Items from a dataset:
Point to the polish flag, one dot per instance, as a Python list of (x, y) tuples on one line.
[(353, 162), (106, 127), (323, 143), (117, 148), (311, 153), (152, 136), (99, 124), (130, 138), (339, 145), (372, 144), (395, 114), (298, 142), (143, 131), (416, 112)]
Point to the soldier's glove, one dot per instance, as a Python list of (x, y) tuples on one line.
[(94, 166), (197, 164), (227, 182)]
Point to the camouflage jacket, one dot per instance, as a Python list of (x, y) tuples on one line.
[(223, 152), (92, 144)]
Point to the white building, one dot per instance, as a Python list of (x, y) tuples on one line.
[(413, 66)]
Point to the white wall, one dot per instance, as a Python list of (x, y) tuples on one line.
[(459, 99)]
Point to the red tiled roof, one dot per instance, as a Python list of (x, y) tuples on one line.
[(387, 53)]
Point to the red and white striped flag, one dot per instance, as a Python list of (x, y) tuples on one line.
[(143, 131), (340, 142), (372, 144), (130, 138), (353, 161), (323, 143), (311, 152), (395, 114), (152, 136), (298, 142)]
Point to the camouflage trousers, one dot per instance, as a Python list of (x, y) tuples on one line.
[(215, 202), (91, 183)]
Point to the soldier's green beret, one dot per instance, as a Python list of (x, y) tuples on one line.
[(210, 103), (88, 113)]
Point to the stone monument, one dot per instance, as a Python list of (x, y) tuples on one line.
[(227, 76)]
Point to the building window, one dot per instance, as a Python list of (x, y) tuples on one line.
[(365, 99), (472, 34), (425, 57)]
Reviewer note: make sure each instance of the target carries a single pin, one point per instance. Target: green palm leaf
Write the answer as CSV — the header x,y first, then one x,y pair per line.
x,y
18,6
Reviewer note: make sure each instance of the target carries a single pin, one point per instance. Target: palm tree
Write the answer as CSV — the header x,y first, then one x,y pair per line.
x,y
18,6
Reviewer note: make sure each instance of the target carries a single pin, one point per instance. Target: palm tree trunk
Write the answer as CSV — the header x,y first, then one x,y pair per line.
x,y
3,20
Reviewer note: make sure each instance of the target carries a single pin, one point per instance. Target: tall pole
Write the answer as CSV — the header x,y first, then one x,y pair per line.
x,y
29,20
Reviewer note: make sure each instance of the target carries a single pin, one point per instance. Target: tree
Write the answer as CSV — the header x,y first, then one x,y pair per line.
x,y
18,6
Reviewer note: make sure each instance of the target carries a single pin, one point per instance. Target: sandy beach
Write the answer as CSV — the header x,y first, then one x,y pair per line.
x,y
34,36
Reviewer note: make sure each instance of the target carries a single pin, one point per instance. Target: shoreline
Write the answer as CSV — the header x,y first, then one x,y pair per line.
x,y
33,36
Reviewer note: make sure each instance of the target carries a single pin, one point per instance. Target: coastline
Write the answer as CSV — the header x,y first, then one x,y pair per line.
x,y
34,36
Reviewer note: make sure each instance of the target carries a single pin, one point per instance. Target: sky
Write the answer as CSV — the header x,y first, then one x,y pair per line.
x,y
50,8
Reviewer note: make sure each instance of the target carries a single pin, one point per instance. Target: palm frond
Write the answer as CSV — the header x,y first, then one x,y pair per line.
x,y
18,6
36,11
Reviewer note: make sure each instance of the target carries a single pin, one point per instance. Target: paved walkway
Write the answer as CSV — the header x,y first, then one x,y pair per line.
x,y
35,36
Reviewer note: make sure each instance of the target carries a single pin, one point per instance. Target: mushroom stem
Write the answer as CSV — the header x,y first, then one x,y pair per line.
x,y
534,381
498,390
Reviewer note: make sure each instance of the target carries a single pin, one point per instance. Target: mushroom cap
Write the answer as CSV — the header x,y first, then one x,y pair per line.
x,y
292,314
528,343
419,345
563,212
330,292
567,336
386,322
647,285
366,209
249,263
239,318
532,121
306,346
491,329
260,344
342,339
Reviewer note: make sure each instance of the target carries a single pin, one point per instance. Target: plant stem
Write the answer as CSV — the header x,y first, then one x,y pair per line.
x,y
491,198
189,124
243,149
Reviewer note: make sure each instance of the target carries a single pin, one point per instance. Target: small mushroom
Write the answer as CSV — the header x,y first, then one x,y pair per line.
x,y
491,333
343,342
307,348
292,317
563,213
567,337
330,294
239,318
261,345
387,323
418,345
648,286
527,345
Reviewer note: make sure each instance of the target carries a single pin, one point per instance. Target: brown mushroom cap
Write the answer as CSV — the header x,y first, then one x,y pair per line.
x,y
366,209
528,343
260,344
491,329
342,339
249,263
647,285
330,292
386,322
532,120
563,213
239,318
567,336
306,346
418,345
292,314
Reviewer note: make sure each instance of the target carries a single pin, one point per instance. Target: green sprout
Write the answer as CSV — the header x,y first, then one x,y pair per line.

— BRIEF —
Your response must consist of the entries, reproduced exactly.

— YOUR RESPONSE —
Point to the polish flag, one dot per instance, as a Python list of (x, y) tuples on one line.
[(353, 162), (106, 127), (323, 143), (117, 148), (311, 153), (152, 136), (99, 124), (130, 138), (339, 145), (372, 144), (395, 114), (298, 142), (143, 131), (416, 112)]
Point to the soldier's glove, one dot per instance, as a Python list of (x, y) tuples on one line.
[(94, 166), (197, 164), (227, 182)]
Point to the camouflage jacket, one dot per instance, as a Python list of (x, y) tuples on one line.
[(223, 152), (92, 144)]
Point to the white building, one dot per instance, as a Python list of (x, y) tuples on one line.
[(413, 66)]
Point to the white wall, one dot per instance, as a Python list of (x, y) tuples on one line.
[(459, 99)]
Point to the red tiled roof, one dot per instance, as a Python list of (x, y) tuples on one line.
[(387, 53)]
Point to the red and white striped flag, one dot per instance, as a Python list of (x, y) tuples on one line.
[(143, 131), (340, 142), (372, 144), (130, 138), (353, 161), (323, 143), (311, 152), (395, 114), (152, 136), (298, 142)]
Point to the camouflage trousers, one dot per instance, as a Python list of (x, y) tuples on one line.
[(215, 202), (91, 183)]
Point to the soldier's green beret, one dot per instance, as a Python list of (x, y) tuples on one line.
[(210, 103), (88, 113)]
Point to the stone monument, one dot per instance, as a Python list of (x, y) tuples on one line.
[(227, 76)]
Point to the building window, one dot per instance, as a Python list of (x, y) tuples on one line.
[(365, 99), (472, 34), (425, 57)]
Reviewer note: make sure each instance of the target carries a single pin, one point per instance. Target: green palm leaf
Write the answer as CSV — the header x,y first, then one x,y pair per line.
x,y
18,6
Reviewer note: make sure each instance of the target carries a single pin, one point per instance. Target: palm tree
Write the answer as CSV — the header x,y first, then one x,y pair per line.
x,y
18,6
Reviewer note: make sure each instance of the target carries a single pin, one point per instance. Target: palm tree trunk
Write the answer as CSV — the header x,y first, then one x,y pair per line.
x,y
3,20
Reviewer note: make sure each instance of the target carries a single pin, one point per instance. Target: tall pole
Write the answer as CSV — the header x,y first, then one x,y pair per line.
x,y
29,20
Reviewer note: make sure each instance of the target carries a single pin, one point per instance. Target: tree
Write the answer as CSV — the header x,y first, then one x,y pair per line.
x,y
18,6
Reviewer note: make sure each instance of the target carries a single pin, one point per instance. Target: sandy beach
Write the answer as CSV — the header x,y first, then one x,y pair per line.
x,y
34,36
Reviewer note: make sure each instance of the target carries a single pin, one point per instance. Target: shoreline
Write the answer as CSV — the header x,y first, then one x,y pair per line.
x,y
33,36
Reviewer note: make sure each instance of the target carries a single pin, one point per instance. Target: coastline
Write the answer as CSV — the header x,y first, then one x,y pair per line.
x,y
34,36
Reviewer note: make sure each instance of the target carries a single pin, one point per instance. Target: sky
Write the answer as CSV — the header x,y first, then one x,y pair per line.
x,y
50,8
Reviewer note: make sure each instance of the target carries a single pin, one point per instance. Target: palm frond
Write the answer as CSV — the header x,y first, then one x,y pair per line.
x,y
18,6
36,11
Reviewer note: make sure each instance of the target carries a single pin, one point per instance. Target: paved walkway
Write the answer as CSV — the header x,y first, then one x,y pair per line.
x,y
35,36
Reviewer note: make sure each instance of the target carries a single pin, one point per instance. Target: mushroom stem
Write the answer as CSV — the header x,y first, then one x,y pair per line.
x,y
534,381
498,390
Reviewer note: make sure each instance of the target carries a single pin, one point per instance. Target: mushroom cap
Write the answer as CSV — the header x,y first, then one x,y pair per line.
x,y
292,314
528,343
419,345
563,212
330,292
567,336
386,322
647,285
366,209
249,263
239,318
532,121
306,346
491,329
260,344
342,339
Reviewer note: make sure each instance of the target carries a single pin, one point per instance. Target: plant stem
Write the answer as CSV — the header x,y first, then one x,y pair per line.
x,y
491,198
189,124
243,149
Reviewer note: make sure each instance of the target carries a single pin, one point per instance. Target: small mushroom
Write the answer as CSV — the header x,y first, then one x,y pair per line.
x,y
491,333
343,342
307,348
292,317
563,213
567,337
330,294
239,318
261,345
387,323
418,345
648,286
527,345
Reviewer note: make sure each instance of the target carries a single pin, one point per instance. Target: brown mushroom cap
Write the answer as CSV — the header x,y first, then one x,y pair per line.
x,y
366,209
528,343
260,344
491,329
342,339
249,263
647,285
330,292
386,322
532,120
563,213
239,318
567,336
306,346
418,345
292,314
Reviewer note: make sure each instance of the target carries a single pin, one point per instance. Target: green sprout
Write the answer as CSV — the header x,y first, then one x,y pair per line.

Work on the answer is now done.